> **Aim**: Drop the images; return everything else in the listing below exactly.
[start]
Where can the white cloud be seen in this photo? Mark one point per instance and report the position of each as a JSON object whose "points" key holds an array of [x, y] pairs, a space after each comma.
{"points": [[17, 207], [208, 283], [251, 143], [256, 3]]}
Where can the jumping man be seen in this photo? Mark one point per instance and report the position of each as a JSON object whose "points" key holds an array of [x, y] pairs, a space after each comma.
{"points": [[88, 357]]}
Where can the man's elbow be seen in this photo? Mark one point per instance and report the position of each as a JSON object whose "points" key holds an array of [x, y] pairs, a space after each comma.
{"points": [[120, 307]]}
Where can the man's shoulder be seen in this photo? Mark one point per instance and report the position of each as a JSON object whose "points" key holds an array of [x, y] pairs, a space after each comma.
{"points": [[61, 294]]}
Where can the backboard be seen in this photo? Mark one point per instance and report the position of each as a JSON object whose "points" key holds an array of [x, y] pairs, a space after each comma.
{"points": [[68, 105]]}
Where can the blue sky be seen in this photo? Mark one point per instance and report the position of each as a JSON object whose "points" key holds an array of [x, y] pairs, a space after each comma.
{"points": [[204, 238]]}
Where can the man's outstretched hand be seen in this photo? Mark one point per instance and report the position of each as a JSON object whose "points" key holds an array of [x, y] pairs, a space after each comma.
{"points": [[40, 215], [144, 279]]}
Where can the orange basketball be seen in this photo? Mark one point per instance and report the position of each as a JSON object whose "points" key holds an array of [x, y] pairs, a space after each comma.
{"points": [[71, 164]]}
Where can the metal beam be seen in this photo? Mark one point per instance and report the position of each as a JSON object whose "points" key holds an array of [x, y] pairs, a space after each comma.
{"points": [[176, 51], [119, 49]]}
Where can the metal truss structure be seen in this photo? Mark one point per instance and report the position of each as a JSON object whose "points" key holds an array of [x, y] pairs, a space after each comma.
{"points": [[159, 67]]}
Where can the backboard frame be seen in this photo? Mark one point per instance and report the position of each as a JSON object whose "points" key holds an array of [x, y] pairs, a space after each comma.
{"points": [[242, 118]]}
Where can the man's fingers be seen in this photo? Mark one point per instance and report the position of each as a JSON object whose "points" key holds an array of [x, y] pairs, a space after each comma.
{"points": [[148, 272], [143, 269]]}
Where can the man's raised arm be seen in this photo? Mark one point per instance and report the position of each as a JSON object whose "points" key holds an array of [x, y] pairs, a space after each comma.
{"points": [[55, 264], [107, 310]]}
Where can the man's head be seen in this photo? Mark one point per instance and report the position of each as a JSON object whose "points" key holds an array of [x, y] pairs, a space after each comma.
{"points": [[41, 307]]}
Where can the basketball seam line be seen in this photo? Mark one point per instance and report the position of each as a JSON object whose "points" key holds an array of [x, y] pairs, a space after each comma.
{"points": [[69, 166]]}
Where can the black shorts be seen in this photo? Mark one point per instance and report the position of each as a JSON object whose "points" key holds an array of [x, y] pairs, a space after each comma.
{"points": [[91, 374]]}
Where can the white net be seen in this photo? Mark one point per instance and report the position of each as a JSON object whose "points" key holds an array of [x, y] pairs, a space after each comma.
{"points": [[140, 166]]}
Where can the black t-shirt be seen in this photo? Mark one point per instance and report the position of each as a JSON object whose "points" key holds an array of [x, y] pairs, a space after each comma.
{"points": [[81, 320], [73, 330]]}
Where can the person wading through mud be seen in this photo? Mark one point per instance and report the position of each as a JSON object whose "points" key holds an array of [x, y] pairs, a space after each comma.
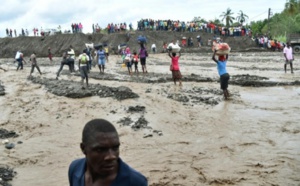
[end]
> **Task response**:
Where can the white cloud be seen in this photo? Mark one point per instance and report the position of each as a JSON object whose "points" key holds an array of [x, y] pairs, a space after each comma.
{"points": [[17, 207], [208, 283], [251, 143], [256, 3]]}
Where can the jumping man be seen in this photo? Mark one point per instance and report the position of each as a JSON object whose "points" key holds an array of [x, y] pairs, a space after each comma.
{"points": [[88, 357]]}
Where can the man's elbow be seen in this photo? Mark one point per instance and report the position of each as a JSON object whose "points" key holds an array of [x, y] pairs, a space after each comma.
{"points": [[120, 307]]}
Where can the man's shoulder be seen in this photo? Mark one point per instance and report the position of each as a JSON object whose "points" key holds an array of [x, y] pairs, a space after each comma.
{"points": [[61, 294]]}
Where can the backboard be seen in this photo? Mark one point per instance and report the position of each as a JSON object whose "points" key holds an array of [x, y] pairs, a space after each comma.
{"points": [[68, 105]]}
Where can the blue sky be seen in this photo? Mark one point per instance and report the position of each as a JSON object whose "points" key holds an array of [x, y] pairs, a space after each comma.
{"points": [[204, 238]]}
Where can the man's outstretched hand be seen in this photo? Mark one point per instance and report the position of each as a JSON object whose "points" key holds an array of [x, y] pairs, a space after each comma.
{"points": [[40, 215], [144, 279]]}
Where can the orange basketball be seen in this photo? Mark one point per instance and report the position of each as a JSON object whose "points" key holds an array of [x, y] pairs, a space after each comma.
{"points": [[71, 164]]}
Where can the metal beam be seen in this photo? Mark one point per instance and report the position of each as a JSON object whose "points" key holds an array of [x, y] pairs, a space after each comma.
{"points": [[176, 51], [119, 49]]}
Where can the metal truss structure be seen in this photo? Mark one point per instance and report the position of each as a JSON object whose "points" key holds an array of [x, y] pairs, a space after each comma.
{"points": [[159, 67]]}
Where can the backboard frame be seen in this photo? Mark one point per instance and report the position of each as a JSON object whose "points" key holds an array of [x, y] pairs, a space after each comma.
{"points": [[242, 118]]}
Where can the man's fingers be seen in this photo? Mark one point per instance and report the position of each as a JSON object whose "points" key holds an array of [x, y] pairs, a space after each comma.
{"points": [[148, 272], [143, 269]]}
Where can the man's raised arm be seen in this photo? Mark one point per instance and report the position of each as a JSON object whose "points" key holds an array of [x, y] pairs, a space after each comma.
{"points": [[55, 264], [107, 310]]}
Where can the man's head be seen in this photo? Mark one point per instance and report the position of each as a JSON object whose "points" key holds an array of [x, y] pairs, a space after each comma.
{"points": [[41, 307]]}
Where can the basketball seam line be seen in this photo? Mark one point per instance and report the position of each as a JSON object whose "points" key holds an array of [x, y] pairs, a space after each comma.
{"points": [[69, 166]]}
Where can the black shorts be seen in this photo? Mark one point per instance and report the position of each as a JSON object whose "points" key holds an array of [x, y] pairs, a space after each comma.
{"points": [[91, 374]]}
Where can the white net be seen in this photo? Mark one point per instance and report the position of each as a JSON object whose "points" key holds an array of [x, y] pairs, a space after each comma.
{"points": [[140, 166]]}
Where can the black t-shirt be seen in this photo? Mark one point per instance and report the position of each as a JSON object whose "points" key holds an array of [x, y] pairs, a space after each comma.
{"points": [[81, 320], [73, 330]]}
Where can the person wading through mud be seen in this photo? Mark one point per instance and report the position of each as a JSON object whose "points" key holds an array of [x, y] pairs, a space after each comma.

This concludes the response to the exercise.